#### Texte choisi
--------------------------------------------------
Elle a prononcé une phrase qui m’a touchée en plein coeur, parce que je m’étais déjà posé la même question :
« J’ai demandé à ma mère comment c’était mai 68, comme j’ai demandé à ma grand-mère comment c’était la guerre. Un jour, mes enfants me demanderont « Maman, comment c’était le mariage pour tous ? », et qu’est-ce que je vais leur répondre ? »
Je m’étais déjà posé cette question, en d’autres termes. Parce que j’ai grandi sur la frontière allemande, de l’autre côté de la ligne Maginot. Alors en apprenant l’histoire de ma région, je me suis souvent demandé ce que j’aurais fait, à leur place. Si j’aurais su choisir un camp, choisir le bon. C’est facile de juger le bien du mal avec le recul de l’Histoire, mais quand on est en plein dedans ? Est-ce que j’aurais su de moi-même ce qui était juste ?
Aujourd’hui, j’ai ma réponse. Parce que lorsque la société s’est déchirée sur la question du mariage pour tous, même si j’ai pu avoir des hésitations, j’ai rapidement su de quel côté était la justice.
--------------------------------------------------
#### Entrées fournies
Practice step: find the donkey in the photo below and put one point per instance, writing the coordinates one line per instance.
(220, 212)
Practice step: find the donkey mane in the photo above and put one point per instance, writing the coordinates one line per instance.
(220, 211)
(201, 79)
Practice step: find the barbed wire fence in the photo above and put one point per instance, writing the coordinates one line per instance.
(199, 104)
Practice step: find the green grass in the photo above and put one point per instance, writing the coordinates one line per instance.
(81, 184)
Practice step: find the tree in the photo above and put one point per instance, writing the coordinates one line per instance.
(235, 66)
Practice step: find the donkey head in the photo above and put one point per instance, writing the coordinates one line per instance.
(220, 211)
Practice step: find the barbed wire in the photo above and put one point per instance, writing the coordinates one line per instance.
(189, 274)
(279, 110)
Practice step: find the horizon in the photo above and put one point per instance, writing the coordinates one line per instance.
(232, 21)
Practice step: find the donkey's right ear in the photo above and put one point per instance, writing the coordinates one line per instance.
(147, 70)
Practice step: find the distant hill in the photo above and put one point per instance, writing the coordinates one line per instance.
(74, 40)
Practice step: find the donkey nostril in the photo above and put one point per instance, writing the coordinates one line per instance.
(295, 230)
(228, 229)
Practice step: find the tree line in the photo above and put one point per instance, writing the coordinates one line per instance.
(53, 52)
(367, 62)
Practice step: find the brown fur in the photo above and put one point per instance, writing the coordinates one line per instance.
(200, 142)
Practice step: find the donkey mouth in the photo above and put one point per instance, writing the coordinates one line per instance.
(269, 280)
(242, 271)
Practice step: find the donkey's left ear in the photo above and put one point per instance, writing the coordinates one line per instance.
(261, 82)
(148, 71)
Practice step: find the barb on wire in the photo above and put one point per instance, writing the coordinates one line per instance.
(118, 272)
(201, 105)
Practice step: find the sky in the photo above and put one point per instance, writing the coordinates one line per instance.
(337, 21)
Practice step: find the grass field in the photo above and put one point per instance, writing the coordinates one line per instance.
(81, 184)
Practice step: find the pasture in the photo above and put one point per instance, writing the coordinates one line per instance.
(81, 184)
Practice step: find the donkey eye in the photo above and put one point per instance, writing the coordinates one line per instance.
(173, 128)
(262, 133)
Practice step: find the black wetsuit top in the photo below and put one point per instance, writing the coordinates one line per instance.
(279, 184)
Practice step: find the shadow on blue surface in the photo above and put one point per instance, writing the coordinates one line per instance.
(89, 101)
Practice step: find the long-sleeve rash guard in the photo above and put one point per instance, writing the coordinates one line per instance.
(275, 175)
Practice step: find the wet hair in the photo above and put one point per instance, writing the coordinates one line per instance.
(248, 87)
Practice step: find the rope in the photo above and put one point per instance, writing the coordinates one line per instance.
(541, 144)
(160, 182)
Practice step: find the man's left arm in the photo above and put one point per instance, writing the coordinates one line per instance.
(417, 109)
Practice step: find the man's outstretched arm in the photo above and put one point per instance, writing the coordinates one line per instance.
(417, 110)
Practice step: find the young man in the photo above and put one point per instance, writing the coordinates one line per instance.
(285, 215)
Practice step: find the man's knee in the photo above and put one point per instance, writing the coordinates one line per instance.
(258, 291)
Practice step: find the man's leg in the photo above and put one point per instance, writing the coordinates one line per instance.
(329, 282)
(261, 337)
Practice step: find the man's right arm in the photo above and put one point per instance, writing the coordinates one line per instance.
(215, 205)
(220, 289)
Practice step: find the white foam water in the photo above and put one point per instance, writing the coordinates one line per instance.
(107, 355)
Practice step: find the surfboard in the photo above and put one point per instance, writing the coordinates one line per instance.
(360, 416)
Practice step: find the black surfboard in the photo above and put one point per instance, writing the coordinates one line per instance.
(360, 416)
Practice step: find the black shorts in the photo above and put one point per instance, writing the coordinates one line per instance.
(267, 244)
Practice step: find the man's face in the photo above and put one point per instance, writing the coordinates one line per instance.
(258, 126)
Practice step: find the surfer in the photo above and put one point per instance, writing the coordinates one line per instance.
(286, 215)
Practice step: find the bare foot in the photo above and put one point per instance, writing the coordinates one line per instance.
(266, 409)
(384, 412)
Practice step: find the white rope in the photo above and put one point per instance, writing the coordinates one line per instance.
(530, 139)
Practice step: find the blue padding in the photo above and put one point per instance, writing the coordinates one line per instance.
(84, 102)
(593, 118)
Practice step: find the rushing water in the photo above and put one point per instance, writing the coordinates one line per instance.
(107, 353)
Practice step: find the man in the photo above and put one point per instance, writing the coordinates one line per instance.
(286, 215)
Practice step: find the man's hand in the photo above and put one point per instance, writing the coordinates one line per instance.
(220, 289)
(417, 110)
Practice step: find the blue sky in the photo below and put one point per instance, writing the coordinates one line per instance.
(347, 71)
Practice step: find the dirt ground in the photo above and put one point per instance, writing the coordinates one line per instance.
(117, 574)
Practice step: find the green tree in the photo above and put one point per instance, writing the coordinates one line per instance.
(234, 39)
--------------------------------------------------
#### Défi A
Recopiez fidèlement le passage du texte choisi qui commence à « Aujourd’hui, j’ai ma » et se termine à « était la justice. ».
#### Défi B
D'après le texte choisi, près de quelle frontière la personne qui écrit a-t-elle grandi ?
#### Défi C
Écrivez la suite du texte choisi sur le mariage pour tous, s'il vous plaît, en partant de sa dernière phrase.
Les enregistrements n'ont aucun rapport avec le texte choisi.

#### Réponse attendue A
Aujourd’hui, j’ai ma réponse. Parce que lorsque la société s’est déchirée sur la question du mariage pour tous, même si j’ai pu avoir des hésitations, j’ai rapidement su de quel côté était la justice.

#### Réponse attendue B
Près de la frontière allemande, de l'autre côté de la ligne Maginot.

#### Réponse attendue C
Non, je n’accuse pas La Manif Pour Tous et consorts de vouloir déporter les homosexuel•le•s, mais je les accuse de se tromper de combat, et de s’acharner dans l’erreur. Je les accuse de défendre l’homophobie comme si c’était « une opinion », une position idéologique valide et neutre, alors qu’elle n’est qu’une apologie de la haine, à peine maquillée.
Emmanuelle vient pourtant du même milieu que ces manifestants rose et bleu :
« Tous les soirs, on rentre chez soi, on regarde le journal de 20h, et on voit des millions de gens qui crient que vous êtes une abomination.
Ces gens là, Manif Pour Tous, c’est des gens comme moi. Des gens que je fréquente, avec qui j’ai grandi, nous avons la même éducation. »
Non, clairement, Emmanuelle, ces gens ne sont pas comme toi. Et vous n’avez pas la même éducation, sinon, ils seraient eux aussi capable d’amour et d’empathie envers leur prochain ! S’ils étaient véritablement comme toi, ils seraient capable de te voir comme l’être humain que tu es. Ce n’est pas toi qui est différentes, ce sont eux qui te voient comme différente.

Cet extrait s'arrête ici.